RECORDS →
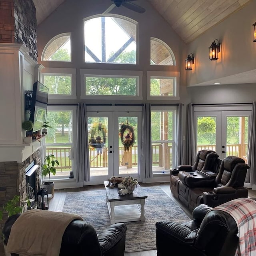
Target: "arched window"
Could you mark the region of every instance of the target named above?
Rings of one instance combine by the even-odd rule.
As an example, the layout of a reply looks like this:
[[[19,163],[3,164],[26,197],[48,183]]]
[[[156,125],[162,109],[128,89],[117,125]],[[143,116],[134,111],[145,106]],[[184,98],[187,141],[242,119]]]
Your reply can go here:
[[[162,40],[153,37],[150,40],[150,64],[176,65],[175,58],[171,48]]]
[[[65,33],[52,38],[44,49],[41,60],[71,61],[70,36]]]
[[[137,64],[137,22],[111,14],[84,21],[85,62]]]

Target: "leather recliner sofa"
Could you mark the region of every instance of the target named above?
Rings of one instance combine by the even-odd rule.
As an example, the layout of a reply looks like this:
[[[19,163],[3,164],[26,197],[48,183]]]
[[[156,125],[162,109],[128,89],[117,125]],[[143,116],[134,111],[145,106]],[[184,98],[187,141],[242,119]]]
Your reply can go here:
[[[193,218],[182,224],[156,223],[158,256],[166,256],[166,252],[172,255],[234,256],[239,238],[232,216],[202,204],[194,209]]]
[[[4,244],[8,242],[12,226],[20,214],[9,217],[3,230]],[[90,224],[76,220],[67,227],[62,236],[59,256],[122,256],[124,255],[126,226],[111,225],[97,235]],[[49,231],[49,232],[50,232]],[[11,254],[12,256],[18,254]]]
[[[247,197],[248,190],[243,186],[249,168],[242,158],[230,156],[221,161],[216,176],[208,176],[198,171],[172,174],[171,190],[191,212],[201,204],[215,207],[233,199]]]

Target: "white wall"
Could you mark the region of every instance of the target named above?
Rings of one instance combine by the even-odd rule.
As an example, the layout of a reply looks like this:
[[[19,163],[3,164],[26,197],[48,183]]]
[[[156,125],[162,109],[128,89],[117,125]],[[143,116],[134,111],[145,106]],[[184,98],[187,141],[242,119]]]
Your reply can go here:
[[[194,69],[187,76],[188,86],[256,69],[256,1],[251,1],[188,45],[195,59]],[[208,47],[216,39],[221,43],[220,58],[210,61]]]

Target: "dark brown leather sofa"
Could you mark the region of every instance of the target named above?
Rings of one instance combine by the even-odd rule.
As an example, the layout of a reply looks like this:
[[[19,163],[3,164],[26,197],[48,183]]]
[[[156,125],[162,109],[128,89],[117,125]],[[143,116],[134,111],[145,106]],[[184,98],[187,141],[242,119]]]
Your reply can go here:
[[[212,154],[214,153],[207,154],[204,166],[206,159]],[[213,160],[214,158],[211,158]],[[215,158],[216,166],[219,160]],[[208,168],[203,170],[217,172],[216,176],[210,177],[198,170],[172,172],[171,191],[191,212],[201,204],[214,207],[237,198],[247,197],[248,190],[243,186],[249,168],[243,159],[229,156],[221,161],[218,170]]]
[[[9,218],[3,230],[7,244],[12,226],[20,214]],[[97,236],[89,223],[75,220],[67,227],[62,236],[60,256],[122,256],[124,254],[126,226],[124,223],[111,225]],[[50,232],[49,231],[49,232]],[[18,254],[12,253],[12,256]]]
[[[227,212],[208,212],[212,209],[201,204],[193,211],[193,220],[182,224],[157,222],[158,256],[234,256],[239,244],[236,221]]]

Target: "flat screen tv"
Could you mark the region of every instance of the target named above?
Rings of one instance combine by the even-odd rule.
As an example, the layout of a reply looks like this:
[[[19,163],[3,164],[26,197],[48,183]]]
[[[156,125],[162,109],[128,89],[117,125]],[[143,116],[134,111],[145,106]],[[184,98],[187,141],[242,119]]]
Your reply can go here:
[[[46,121],[48,93],[48,88],[39,81],[34,84],[29,119],[34,124],[33,132],[42,129]]]

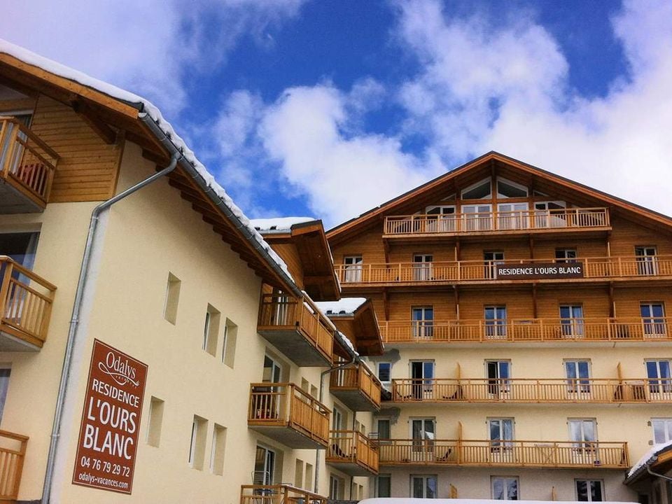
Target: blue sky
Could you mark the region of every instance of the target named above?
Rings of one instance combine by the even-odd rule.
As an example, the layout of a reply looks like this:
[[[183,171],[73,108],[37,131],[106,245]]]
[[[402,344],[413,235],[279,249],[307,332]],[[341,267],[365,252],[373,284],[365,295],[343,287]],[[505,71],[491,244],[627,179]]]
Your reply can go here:
[[[671,0],[22,4],[0,37],[153,101],[252,217],[489,150],[672,214]]]

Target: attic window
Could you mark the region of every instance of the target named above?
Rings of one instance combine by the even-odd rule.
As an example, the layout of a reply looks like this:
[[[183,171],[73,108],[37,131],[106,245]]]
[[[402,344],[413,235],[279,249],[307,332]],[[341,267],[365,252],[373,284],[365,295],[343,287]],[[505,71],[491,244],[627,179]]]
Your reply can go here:
[[[484,200],[490,197],[490,179],[486,178],[470,186],[462,191],[463,200]]]
[[[505,178],[498,178],[497,197],[527,197],[527,188]]]

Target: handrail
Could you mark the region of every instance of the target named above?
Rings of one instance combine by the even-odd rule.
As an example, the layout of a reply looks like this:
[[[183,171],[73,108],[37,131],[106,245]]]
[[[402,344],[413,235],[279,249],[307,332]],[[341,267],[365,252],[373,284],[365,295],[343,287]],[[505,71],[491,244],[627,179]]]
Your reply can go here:
[[[331,410],[293,383],[250,385],[248,424],[291,427],[326,444]]]
[[[518,440],[379,440],[381,465],[629,467],[627,443]]]
[[[330,430],[326,460],[356,463],[378,472],[377,446],[358,430]]]
[[[307,297],[303,298],[280,294],[262,296],[258,323],[260,330],[296,328],[326,358],[333,355],[332,324]]]
[[[55,290],[51,282],[0,255],[0,330],[41,346]]]
[[[392,380],[399,402],[671,403],[672,379],[434,378]]]
[[[604,207],[547,210],[492,211],[448,215],[388,216],[383,234],[388,236],[454,234],[488,231],[608,227],[609,210]]]
[[[58,160],[58,154],[18,119],[0,116],[0,178],[18,184],[42,206],[49,199]]]
[[[672,317],[387,321],[386,343],[661,342],[672,340]]]
[[[240,504],[327,504],[327,498],[288,484],[241,485]]]
[[[23,462],[28,447],[28,436],[0,430],[0,439],[18,443],[18,449],[0,447],[0,499],[13,500],[19,493]]]
[[[583,277],[586,279],[672,276],[672,255],[670,255],[585,257],[577,258],[572,261],[583,265]],[[567,264],[566,260],[548,258],[496,261],[470,260],[430,262],[360,262],[357,265],[335,265],[334,267],[339,281],[346,286],[349,284],[496,281],[496,266],[498,265],[549,262]],[[573,280],[575,281],[575,279]]]

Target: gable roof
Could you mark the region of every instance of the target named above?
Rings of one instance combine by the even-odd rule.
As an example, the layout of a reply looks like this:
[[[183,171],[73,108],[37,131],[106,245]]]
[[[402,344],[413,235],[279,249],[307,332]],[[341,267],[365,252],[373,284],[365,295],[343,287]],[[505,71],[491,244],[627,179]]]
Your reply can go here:
[[[167,176],[170,185],[265,281],[300,294],[285,262],[150,102],[1,38],[0,84],[73,107],[108,142],[124,132],[158,165],[181,153],[178,167]]]
[[[587,206],[600,204],[617,211],[643,224],[672,230],[672,218],[640,206],[622,198],[588,187],[584,184],[528,164],[494,150],[476,158],[454,169],[419,186],[382,204],[371,209],[358,217],[340,224],[327,232],[327,238],[333,246],[379,222],[384,216],[413,214],[424,204],[433,204],[450,194],[456,183],[464,188],[482,180],[496,169],[499,174],[522,178],[536,190],[568,195],[568,199],[584,202]],[[546,189],[546,191],[543,190]]]

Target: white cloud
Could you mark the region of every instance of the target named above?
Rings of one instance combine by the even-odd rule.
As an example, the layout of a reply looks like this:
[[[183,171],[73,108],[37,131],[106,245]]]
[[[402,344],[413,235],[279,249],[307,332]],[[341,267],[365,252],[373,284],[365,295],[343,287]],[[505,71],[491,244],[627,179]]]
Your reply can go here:
[[[568,62],[531,18],[493,26],[436,1],[397,5],[422,65],[400,92],[407,132],[444,160],[496,150],[672,214],[672,4],[624,3],[612,23],[631,74],[594,99],[569,89]]]
[[[0,37],[155,101],[187,104],[184,81],[222,63],[236,41],[259,41],[303,0],[31,0],[0,16]],[[267,42],[264,42],[267,43]]]

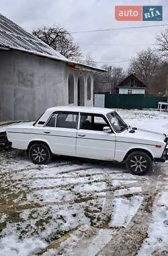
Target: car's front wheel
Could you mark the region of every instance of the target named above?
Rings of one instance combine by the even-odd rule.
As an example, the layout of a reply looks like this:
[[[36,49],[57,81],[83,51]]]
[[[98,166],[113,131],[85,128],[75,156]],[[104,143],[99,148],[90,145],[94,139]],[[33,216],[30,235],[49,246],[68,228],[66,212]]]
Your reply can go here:
[[[151,171],[153,163],[150,156],[145,152],[135,151],[130,153],[126,159],[128,170],[136,175],[144,175]]]
[[[50,160],[51,153],[47,146],[38,143],[30,147],[29,156],[34,164],[46,164]]]

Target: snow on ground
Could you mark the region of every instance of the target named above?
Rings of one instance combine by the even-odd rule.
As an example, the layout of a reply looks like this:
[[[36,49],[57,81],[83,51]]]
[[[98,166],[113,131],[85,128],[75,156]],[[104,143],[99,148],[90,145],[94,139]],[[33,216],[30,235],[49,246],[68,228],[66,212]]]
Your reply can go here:
[[[168,134],[167,113],[118,112]],[[138,177],[122,164],[63,156],[39,166],[22,151],[1,151],[0,255],[167,255],[167,170],[155,164]]]

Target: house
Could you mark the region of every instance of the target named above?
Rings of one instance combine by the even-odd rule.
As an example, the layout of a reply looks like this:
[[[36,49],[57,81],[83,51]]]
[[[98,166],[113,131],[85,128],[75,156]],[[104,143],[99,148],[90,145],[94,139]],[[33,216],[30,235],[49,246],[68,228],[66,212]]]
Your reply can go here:
[[[119,94],[144,94],[146,86],[132,73],[116,87]]]
[[[52,106],[93,104],[93,74],[0,14],[0,121],[34,120]]]
[[[93,81],[94,94],[109,94],[112,91],[112,84],[106,73],[95,73]]]

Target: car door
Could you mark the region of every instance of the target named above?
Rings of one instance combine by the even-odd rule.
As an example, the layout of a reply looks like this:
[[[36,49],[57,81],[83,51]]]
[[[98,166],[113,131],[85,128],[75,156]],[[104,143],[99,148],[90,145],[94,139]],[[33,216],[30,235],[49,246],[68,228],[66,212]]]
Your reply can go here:
[[[43,127],[45,140],[56,154],[74,156],[76,152],[79,113],[58,111],[52,113]]]
[[[77,138],[77,154],[89,158],[113,160],[115,154],[116,135],[103,131],[110,127],[106,117],[97,114],[80,113]]]

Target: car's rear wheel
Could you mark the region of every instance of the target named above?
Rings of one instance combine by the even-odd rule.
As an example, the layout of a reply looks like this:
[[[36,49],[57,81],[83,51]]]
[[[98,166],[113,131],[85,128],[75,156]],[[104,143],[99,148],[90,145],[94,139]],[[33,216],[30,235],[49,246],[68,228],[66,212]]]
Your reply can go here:
[[[50,160],[51,153],[47,146],[38,143],[30,147],[29,156],[34,164],[46,164]]]
[[[126,159],[128,170],[136,175],[144,175],[151,171],[153,163],[150,156],[145,152],[135,151],[130,153]]]

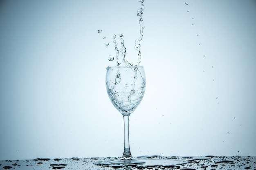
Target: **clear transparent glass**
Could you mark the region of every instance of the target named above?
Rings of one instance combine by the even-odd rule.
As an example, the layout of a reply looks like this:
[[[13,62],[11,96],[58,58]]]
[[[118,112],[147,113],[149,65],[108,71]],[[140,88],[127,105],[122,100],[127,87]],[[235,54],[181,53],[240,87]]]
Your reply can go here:
[[[146,85],[142,66],[114,66],[107,68],[106,87],[112,104],[123,115],[124,124],[124,148],[122,157],[111,161],[117,163],[143,163],[132,156],[129,141],[129,118],[139,104]]]

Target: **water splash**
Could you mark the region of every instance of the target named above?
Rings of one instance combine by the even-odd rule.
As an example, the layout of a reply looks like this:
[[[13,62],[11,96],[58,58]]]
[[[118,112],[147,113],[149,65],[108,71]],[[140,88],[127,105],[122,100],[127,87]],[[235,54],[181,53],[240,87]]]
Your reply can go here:
[[[139,0],[139,2],[141,4],[141,7],[139,8],[137,11],[137,15],[139,17],[139,25],[140,26],[140,35],[139,38],[138,38],[135,41],[135,45],[134,46],[134,49],[136,50],[138,52],[138,59],[137,60],[137,63],[135,66],[137,66],[140,63],[141,55],[141,52],[139,50],[140,47],[140,42],[142,39],[143,37],[143,29],[145,27],[144,26],[144,22],[143,22],[143,19],[142,18],[142,14],[144,11],[144,4],[143,2],[144,0]],[[128,61],[126,61],[125,60],[126,49],[124,46],[124,39],[123,37],[124,36],[121,33],[120,33],[119,36],[121,38],[120,39],[121,43],[121,49],[119,50],[117,48],[117,42],[116,40],[117,35],[114,35],[114,38],[113,42],[115,44],[115,48],[117,58],[117,66],[132,66],[133,64],[131,63],[129,63]]]

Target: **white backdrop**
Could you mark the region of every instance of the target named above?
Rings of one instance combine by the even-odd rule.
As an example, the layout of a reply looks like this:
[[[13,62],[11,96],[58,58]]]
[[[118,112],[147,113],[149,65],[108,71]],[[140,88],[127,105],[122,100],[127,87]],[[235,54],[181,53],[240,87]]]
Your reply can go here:
[[[256,156],[256,2],[185,2],[144,1],[147,87],[130,117],[132,154]],[[105,68],[120,33],[135,63],[140,7],[1,1],[0,160],[121,156]]]

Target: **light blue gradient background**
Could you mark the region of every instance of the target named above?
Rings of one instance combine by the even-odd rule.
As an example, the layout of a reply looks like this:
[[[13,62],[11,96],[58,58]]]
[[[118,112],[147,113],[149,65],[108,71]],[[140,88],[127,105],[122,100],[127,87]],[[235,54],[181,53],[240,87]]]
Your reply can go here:
[[[132,154],[256,156],[256,1],[188,2],[144,2],[147,87],[130,118]],[[120,33],[135,62],[140,5],[0,2],[0,160],[121,155],[105,68]]]

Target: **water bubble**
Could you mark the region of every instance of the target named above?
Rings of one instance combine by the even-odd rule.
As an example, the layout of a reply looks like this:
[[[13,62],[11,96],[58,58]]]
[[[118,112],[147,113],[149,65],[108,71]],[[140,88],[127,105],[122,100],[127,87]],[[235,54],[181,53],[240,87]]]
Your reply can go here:
[[[108,61],[109,61],[110,62],[113,60],[114,60],[114,57],[110,57],[108,58]]]
[[[49,161],[50,160],[51,160],[49,158],[36,158],[35,159],[34,159],[34,161]]]
[[[59,158],[55,158],[54,160],[55,161],[58,161],[61,160],[61,159],[59,159]]]
[[[104,44],[106,46],[106,47],[108,47],[109,45],[109,43],[108,42],[106,42]]]
[[[12,168],[12,167],[11,166],[4,166],[3,168],[5,170],[8,170],[8,169]]]
[[[117,84],[118,83],[120,83],[121,82],[121,79],[120,77],[117,77],[116,78],[116,82],[115,83],[115,84]]]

WORK REQUIRED → Could you copy, character for character, the lines of the records from the one containing "Target: handrail" up to and including the one containing "[[[518,440],[379,440],[381,465],[629,467],[627,443]]]"?

THE OUTPUT →
Target: handrail
Could you mark the region of every instance of the target named above?
Rings of one instance combine by the even-odd rule.
As an example, the layout of a reply looks like this:
[[[183,171],[73,108],[37,131],[106,245]]]
[[[402,344],[413,235],[279,249],[307,332]],[[341,267],[365,252],[373,284],[365,295],[343,287]],[[505,71],[491,244],[627,179]]]
Your reply can go here:
[[[331,410],[293,383],[250,385],[248,424],[291,427],[326,444]]]
[[[518,440],[379,440],[381,465],[629,467],[627,443]]]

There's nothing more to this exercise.